[Record excerpts — start]

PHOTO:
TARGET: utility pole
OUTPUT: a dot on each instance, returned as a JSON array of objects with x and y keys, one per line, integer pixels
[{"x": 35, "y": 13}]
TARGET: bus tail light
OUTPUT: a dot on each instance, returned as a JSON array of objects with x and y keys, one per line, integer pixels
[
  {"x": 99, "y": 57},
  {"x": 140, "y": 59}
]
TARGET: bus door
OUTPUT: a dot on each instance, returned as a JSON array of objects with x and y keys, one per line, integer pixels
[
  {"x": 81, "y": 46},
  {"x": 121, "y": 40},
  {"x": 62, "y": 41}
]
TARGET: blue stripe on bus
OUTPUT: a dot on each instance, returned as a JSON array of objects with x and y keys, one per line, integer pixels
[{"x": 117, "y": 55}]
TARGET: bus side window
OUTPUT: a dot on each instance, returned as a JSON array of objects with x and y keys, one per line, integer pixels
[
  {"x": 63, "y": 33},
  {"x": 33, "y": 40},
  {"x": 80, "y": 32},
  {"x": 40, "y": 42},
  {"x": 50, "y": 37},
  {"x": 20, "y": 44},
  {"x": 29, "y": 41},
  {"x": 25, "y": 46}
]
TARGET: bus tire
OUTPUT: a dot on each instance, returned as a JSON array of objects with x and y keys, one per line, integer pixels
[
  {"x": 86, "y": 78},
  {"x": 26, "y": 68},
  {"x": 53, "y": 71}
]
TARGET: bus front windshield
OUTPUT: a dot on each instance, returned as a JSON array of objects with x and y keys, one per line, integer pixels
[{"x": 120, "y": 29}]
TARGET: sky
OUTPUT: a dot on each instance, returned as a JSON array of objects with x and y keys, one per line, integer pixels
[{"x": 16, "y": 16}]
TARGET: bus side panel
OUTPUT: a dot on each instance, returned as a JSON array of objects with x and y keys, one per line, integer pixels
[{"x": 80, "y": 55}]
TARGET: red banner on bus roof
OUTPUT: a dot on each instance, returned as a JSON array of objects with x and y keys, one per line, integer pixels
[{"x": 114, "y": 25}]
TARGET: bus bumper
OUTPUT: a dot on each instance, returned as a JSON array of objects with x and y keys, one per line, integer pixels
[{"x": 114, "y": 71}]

[Record excerpts — finish]

## Work to be completed
The expected response is the material above given again line by line, from its first line to the line holding "TARGET: bus side panel", inclusive.

## Result
PHOTO:
TARGET: utility pole
OUTPUT: a dot on each instance, returned as a JSON array of objects with x and y keys, one per line, integer pixels
[{"x": 35, "y": 13}]
TARGET: bus tail light
OUTPUT: a dot on each instance, returned as a JSON array of objects with x and y keys, one per line, integer pixels
[
  {"x": 99, "y": 57},
  {"x": 140, "y": 59}
]
TARGET: bus door
OUTPUT: a dot on each instance, returned as a JSON array of objects with x and y keys, one per line, integer pixels
[
  {"x": 81, "y": 46},
  {"x": 121, "y": 40},
  {"x": 62, "y": 41}
]
TARGET: blue stripe on bus
OUTPUT: a dot on each instance, returned as a JSON array of objects with x and y keys, one per line, integer pixels
[{"x": 117, "y": 55}]
TARGET: bus side window
OUTPUT: a dot on each instance, returned as a JSON array of objects with x and y keys, one per line, integer pixels
[
  {"x": 63, "y": 33},
  {"x": 33, "y": 40},
  {"x": 80, "y": 32},
  {"x": 40, "y": 42},
  {"x": 50, "y": 37},
  {"x": 20, "y": 44},
  {"x": 29, "y": 41},
  {"x": 25, "y": 46}
]
TARGET: bus tire
OUTPUT: a dot on each instance, returned as a JSON array of objects with x and y keys, one per line, integer pixels
[
  {"x": 86, "y": 78},
  {"x": 26, "y": 68},
  {"x": 53, "y": 71}
]
TARGET: bus front windshield
OUTPUT: a dot on each instance, returned as a JSON array of objects with x and y keys, one per line, integer pixels
[{"x": 120, "y": 29}]
TARGET: sky
OUTPUT: a dot on each instance, returned as a JSON array of objects with x and y keys, one per line, integer pixels
[{"x": 16, "y": 16}]
TARGET: bus side panel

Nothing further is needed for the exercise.